## QUESTIONS TO ANSWER
1. From the Daily Dish newsletter, list the major considerations it gives for thinking about a paid leave program.
2. Reproduce the part of the Daily Dish newsletter that begins at the words "Paid family leave was" and stops after the words "come back to.".
3. Under the working group's proposal in the Daily Dish newsletter, what is the maximum weekly benefit a worker could receive?

## READING PASSAGE
==*==

The Daily Dish

Paid Family Leave

The American Action Forum released an analysis examining the regulatory savings of the CHOICE Act. According to AAF analysis, the CHOICE Act would result in an annual regulatory savings of $10 billion. In addition to the cost savings, the CHOICE Act would eliminate 10.3 million paperwork burden hours.

Last week the Health Care Industry Cybersecurity Task Force released their cybersecurity recommendations. The task force concluded that the biggest challenge facing the health care industry in terms of cybersecurity is the ability to attract and incentivize a talented workforce. The task force noted that as it stands now, many health care offices employ only one person to handle information security so they suggest amending regulations to all for larger health care providers to share “security software or resources with smaller offices.”

Eakinomics: Paid Family Leave

Paid family leave was a hot topic during the 2016 campaign (AAF had many studies on the issue) and engendered many policy initiatives on the topic. Among them, AAF’s Ben Gitis and I participated in an effort jointly sponsored by the American Enterprise Institute and Brookings Institution. Yesterday the working group launched its report, which included a “consensus” or “compromise” proposal supported (sometimes grudgingly) across the idealogical spectrum by the members of the working group. Consider me among those that have reservations.

Under the proposal, the federal government would provide payments to workers — men and women — for up to eight weeks of parental leave. Workers would receive 70 percent of their regular earnings, with a maximum weekly benefit of $600. Workers would have “job protection” so they would have a job to come back to.

In thinking about a paid leave program, there are a few major considerations: (a) on what group is the benefit targeted, (b) what is the structure of the benefit, (c) does the benefit displace existing private-sector paid leave, and (d) how is the benefit financed? The working group proposal would be a universal benefit, which is one of its flaws. In our analysis of it, we note that the program would cost $11.1 billion in 2018 and $132.2 billion over ten years. But, only 15.3 percent of the benefits ($1.7 billion in 2018) would go to households under 200 percent of the federal poverty threshold. That’s a policy shortcoming because family leave is already paid 74 percent of the time for those with a household income above $75,000, but only 38 percent of the time for those with an income under $30,000.

An alternative approach that specifically targets low-income workers would be a more cost-effective way to expand paid parental leave, costing only roughly one-third as much. This would affect (b) and (c) as well.  It would provide a much more generous benefit to the workers who are the least likely to already receive the benefit from their employers. Moreover, those dollars are less likely to be displacing existing privately-financed paid leave. It’s a trifecta.

==*==

## DATASET RECORDS
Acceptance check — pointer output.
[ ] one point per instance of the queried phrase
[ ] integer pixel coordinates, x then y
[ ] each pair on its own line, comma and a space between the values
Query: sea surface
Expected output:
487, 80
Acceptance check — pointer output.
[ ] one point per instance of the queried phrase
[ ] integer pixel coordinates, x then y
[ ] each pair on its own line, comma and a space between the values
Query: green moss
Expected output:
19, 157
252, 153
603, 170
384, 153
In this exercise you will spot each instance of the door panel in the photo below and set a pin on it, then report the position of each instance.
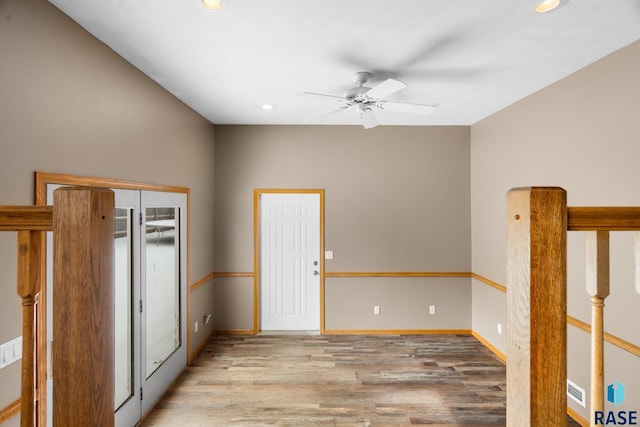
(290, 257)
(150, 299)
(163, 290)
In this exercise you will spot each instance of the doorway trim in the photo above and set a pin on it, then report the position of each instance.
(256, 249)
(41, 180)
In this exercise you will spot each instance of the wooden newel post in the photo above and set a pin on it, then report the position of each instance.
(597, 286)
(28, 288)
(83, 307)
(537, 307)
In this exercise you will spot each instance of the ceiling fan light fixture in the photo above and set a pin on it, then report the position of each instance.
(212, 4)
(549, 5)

==*==

## TASK SOLUTIONS
1.
(a) on what group is the benefit targeted
(b) what is the structure of the benefit
(c) does the benefit displace existing private-sector paid leave
(d) how is the benefit financed

2.
Paid family leave was a hot topic during the 2016 campaign (AAF had many studies on the issue) and engendered many policy initiatives on the topic. Among them, AAF’s Ben Gitis and I participated in an effort jointly sponsored by the American Enterprise Institute and Brookings Institution. Yesterday the working group launched its report, which included a “consensus” or “compromise” proposal supported (sometimes grudgingly) across the idealogical spectrum by the members of the working group. Consider me among those that have reservations.

Under the proposal, the federal government would provide payments to workers — men and women — for up to eight weeks of parental leave. Workers would receive 70 percent of their regular earnings, with a maximum weekly benefit of $600. Workers would have “job protection” so they would have a job to come back to.

3. $600